__Task to complete__: Transcribe every line of the records verbatim.

Location annotation dataset excerpts

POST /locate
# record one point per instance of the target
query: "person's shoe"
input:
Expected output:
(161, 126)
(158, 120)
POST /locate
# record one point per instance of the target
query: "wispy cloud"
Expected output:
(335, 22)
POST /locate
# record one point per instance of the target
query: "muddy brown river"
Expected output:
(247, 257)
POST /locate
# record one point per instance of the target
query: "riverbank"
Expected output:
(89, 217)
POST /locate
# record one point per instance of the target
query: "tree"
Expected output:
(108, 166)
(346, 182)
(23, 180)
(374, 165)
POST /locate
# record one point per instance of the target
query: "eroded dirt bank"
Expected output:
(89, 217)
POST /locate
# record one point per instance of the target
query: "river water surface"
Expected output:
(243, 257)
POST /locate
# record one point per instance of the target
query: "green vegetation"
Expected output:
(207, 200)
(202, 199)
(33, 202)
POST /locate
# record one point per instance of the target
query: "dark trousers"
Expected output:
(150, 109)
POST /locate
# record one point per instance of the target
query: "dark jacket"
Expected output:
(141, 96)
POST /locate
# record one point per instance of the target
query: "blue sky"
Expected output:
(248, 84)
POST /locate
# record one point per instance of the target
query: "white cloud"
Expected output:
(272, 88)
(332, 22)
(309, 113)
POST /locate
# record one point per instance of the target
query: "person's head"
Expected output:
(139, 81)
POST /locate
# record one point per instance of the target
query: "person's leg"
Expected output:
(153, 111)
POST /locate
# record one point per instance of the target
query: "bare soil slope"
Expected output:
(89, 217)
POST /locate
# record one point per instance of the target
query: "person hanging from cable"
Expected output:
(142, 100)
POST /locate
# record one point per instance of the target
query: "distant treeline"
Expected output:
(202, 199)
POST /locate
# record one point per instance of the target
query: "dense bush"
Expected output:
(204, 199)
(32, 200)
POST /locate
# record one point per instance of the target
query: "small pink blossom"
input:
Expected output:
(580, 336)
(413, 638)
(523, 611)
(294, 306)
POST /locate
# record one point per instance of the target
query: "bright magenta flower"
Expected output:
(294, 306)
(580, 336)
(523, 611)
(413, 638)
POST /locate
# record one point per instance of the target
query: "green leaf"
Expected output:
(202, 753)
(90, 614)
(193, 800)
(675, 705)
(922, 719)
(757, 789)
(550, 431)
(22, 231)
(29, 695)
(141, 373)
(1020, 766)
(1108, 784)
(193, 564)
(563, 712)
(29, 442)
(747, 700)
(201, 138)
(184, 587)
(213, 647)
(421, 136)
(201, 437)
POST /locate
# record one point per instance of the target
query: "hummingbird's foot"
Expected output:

__Correct result__:
POST /locate
# record one point per instance of the target
query: "person's shoe"
input:
Expected output:
(161, 126)
(158, 120)
POST /locate
# record one point per instance of the target
query: "wispy cloud"
Expected output:
(335, 22)
POST /locate
# record one point per instance of the target
query: "muddy brown river"
Expected output:
(247, 257)
POST /locate
# record one point per instance of the target
query: "riverbank"
Expected output:
(89, 217)
POST /locate
# record one point per instance of the target
query: "tree"
Expected output:
(108, 166)
(346, 182)
(23, 180)
(374, 165)
POST /locate
# record one point per instance of the target
query: "eroded dirt bank"
Expected output:
(89, 217)
POST /locate
# record one point per instance of the target
query: "river water surface"
Expected output:
(243, 257)
POST /locate
# record one point per instance of the target
query: "green vegetation"
Expected output:
(207, 200)
(202, 199)
(33, 202)
POST /locate
# record one point per instance of the target
query: "dark trousers"
Expected output:
(150, 109)
POST /locate
# record one point per instance of the target
query: "dark jacket"
Expected output:
(141, 96)
POST /locate
# record one point per instance of the target
query: "blue sky"
Expected output:
(248, 84)
POST /locate
# record one point per instance of the target
query: "white cloud"
Expected output:
(272, 88)
(332, 22)
(309, 113)
POST /locate
# record one point per instance of the target
query: "person's head"
Expected output:
(139, 81)
POST /locate
# record one point per instance of the target
query: "person's leg"
Expected output:
(153, 111)
POST /locate
# record one point per instance of the target
query: "bare soil slope"
Expected output:
(89, 217)
POST /locate
# record one point per instance of the target
query: "person hanging from cable"
Expected output:
(142, 100)
POST /locate
# record one point per instance of the target
query: "distant treeline"
Expected output:
(202, 199)
POST /locate
# record one point per instance of the target
query: "dense bush"
Expected output:
(204, 199)
(32, 200)
POST /locate
# record one point per instance of the target
query: "small pink blossom"
input:
Expected output:
(580, 336)
(413, 638)
(523, 611)
(294, 306)
POST /locate
# record one point per instance of the target
query: "bright magenta flower"
Expected output:
(294, 306)
(580, 336)
(523, 611)
(413, 638)
POST /locate
# record one point per instance of the target
query: "green leaf"
Expected output:
(202, 753)
(90, 614)
(193, 800)
(675, 705)
(922, 719)
(757, 789)
(550, 431)
(22, 231)
(29, 695)
(141, 373)
(1020, 766)
(1108, 784)
(193, 564)
(563, 712)
(29, 442)
(747, 700)
(201, 138)
(184, 587)
(213, 647)
(421, 136)
(201, 437)
POST /locate
# record one point per instance of the target
query: "hummingbird's foot"
Expected output:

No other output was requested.